■ What you should do ■
Print out each record below, unaltered and complete, without its images.

*** Opening of Data in this exercise ***

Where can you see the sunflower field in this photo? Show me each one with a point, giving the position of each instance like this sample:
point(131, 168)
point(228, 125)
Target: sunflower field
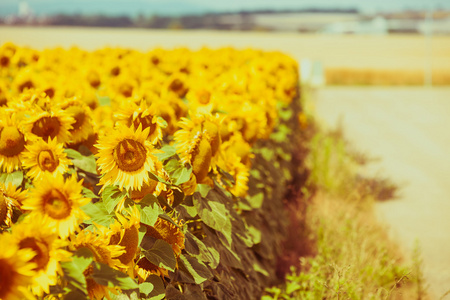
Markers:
point(131, 175)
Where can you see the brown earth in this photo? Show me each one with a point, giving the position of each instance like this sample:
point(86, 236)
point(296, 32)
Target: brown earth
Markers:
point(408, 130)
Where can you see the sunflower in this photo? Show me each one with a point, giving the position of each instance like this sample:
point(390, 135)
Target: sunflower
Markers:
point(53, 124)
point(125, 232)
point(198, 143)
point(12, 143)
point(10, 197)
point(58, 201)
point(125, 158)
point(16, 270)
point(133, 115)
point(103, 252)
point(24, 80)
point(82, 127)
point(42, 157)
point(48, 249)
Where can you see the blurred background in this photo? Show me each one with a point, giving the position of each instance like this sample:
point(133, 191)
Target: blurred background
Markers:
point(340, 42)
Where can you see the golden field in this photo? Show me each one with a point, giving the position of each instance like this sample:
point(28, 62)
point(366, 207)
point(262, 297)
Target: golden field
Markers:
point(391, 60)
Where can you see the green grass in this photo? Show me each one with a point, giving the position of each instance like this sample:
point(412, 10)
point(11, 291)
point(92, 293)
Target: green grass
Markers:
point(352, 257)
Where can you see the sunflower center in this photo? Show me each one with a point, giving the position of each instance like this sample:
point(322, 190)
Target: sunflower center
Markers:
point(50, 92)
point(12, 141)
point(26, 85)
point(46, 127)
point(8, 277)
point(42, 252)
point(47, 160)
point(79, 115)
point(130, 155)
point(204, 96)
point(4, 61)
point(56, 205)
point(3, 209)
point(146, 123)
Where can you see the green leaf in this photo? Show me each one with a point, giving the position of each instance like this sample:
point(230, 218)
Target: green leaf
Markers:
point(256, 200)
point(161, 255)
point(142, 232)
point(259, 269)
point(111, 196)
point(98, 214)
point(146, 288)
point(107, 276)
point(149, 215)
point(216, 215)
point(163, 122)
point(85, 163)
point(178, 172)
point(196, 247)
point(178, 196)
point(157, 178)
point(15, 178)
point(168, 151)
point(203, 189)
point(73, 270)
point(198, 270)
point(153, 288)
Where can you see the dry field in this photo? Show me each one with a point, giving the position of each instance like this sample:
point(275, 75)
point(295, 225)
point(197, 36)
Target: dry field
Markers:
point(406, 129)
point(399, 52)
point(347, 60)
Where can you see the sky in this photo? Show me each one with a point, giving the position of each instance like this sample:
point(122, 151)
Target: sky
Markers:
point(178, 7)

*** Close of Data in this exercise ***

■ Answer to this exercise ■
Where can you see the sunflower field in this photo? Show me each one with a point, giving the position of each instance like this sample:
point(131, 168)
point(228, 125)
Target: sunflower field
Markers:
point(131, 175)
Where can you see the brown earth in this photo? Show me each one with a point, giving the position of each instance like this sample:
point(86, 236)
point(296, 32)
Target: brown earth
Markers:
point(408, 130)
Where can you see the sunflower in this photo? Show me each one with a point, giving the position of each instance like this sample:
point(390, 135)
Target: sunflower
Markers:
point(53, 124)
point(125, 232)
point(198, 143)
point(12, 143)
point(10, 197)
point(58, 201)
point(125, 158)
point(16, 270)
point(133, 115)
point(103, 252)
point(24, 80)
point(82, 127)
point(42, 157)
point(48, 249)
Where can you see the blurred background in this photo? Show me each one with a point, giving the position of each instance like this sample:
point(133, 191)
Target: blurred background
Markers:
point(340, 42)
Where can you see the golden field in this photo? Show me each one with a point, giving the position of each instance like this sample:
point(28, 62)
point(366, 207)
point(262, 297)
Target: golden field
Markers:
point(391, 60)
Where can you see the green grass in this photo? Show me each one with a point, giving the position of each instance like this sample:
point(412, 10)
point(11, 291)
point(92, 293)
Target: green grass
Markers:
point(352, 257)
Where can you see the sunflower center in this photo? Show me each one with a point, giving the position of each instance like this sample:
point(322, 190)
Target: sunflower center
Markers:
point(50, 92)
point(12, 141)
point(26, 85)
point(46, 127)
point(8, 277)
point(42, 252)
point(47, 160)
point(79, 115)
point(130, 155)
point(204, 96)
point(4, 61)
point(56, 205)
point(3, 209)
point(146, 123)
Where can you see the green leaf in this photo? Show me each one with a point, giving the position of each instance like this sample:
point(230, 218)
Target: green leaf
Markers:
point(256, 200)
point(161, 255)
point(142, 232)
point(259, 269)
point(111, 196)
point(98, 214)
point(146, 288)
point(107, 276)
point(149, 215)
point(216, 215)
point(163, 122)
point(85, 163)
point(178, 172)
point(196, 247)
point(178, 196)
point(157, 178)
point(15, 178)
point(168, 151)
point(203, 189)
point(73, 270)
point(198, 270)
point(153, 288)
Where can you see the dry field in this photo? Show me each one with a point, giving the position of each instance like this sample:
point(275, 75)
point(295, 225)
point(197, 36)
Target: dry field
Markers:
point(406, 129)
point(399, 52)
point(347, 60)
Where can you see the sky in this photo? Show me each one with a point, giving the position of each instance like this sample:
point(122, 151)
Target: sky
Markers:
point(178, 7)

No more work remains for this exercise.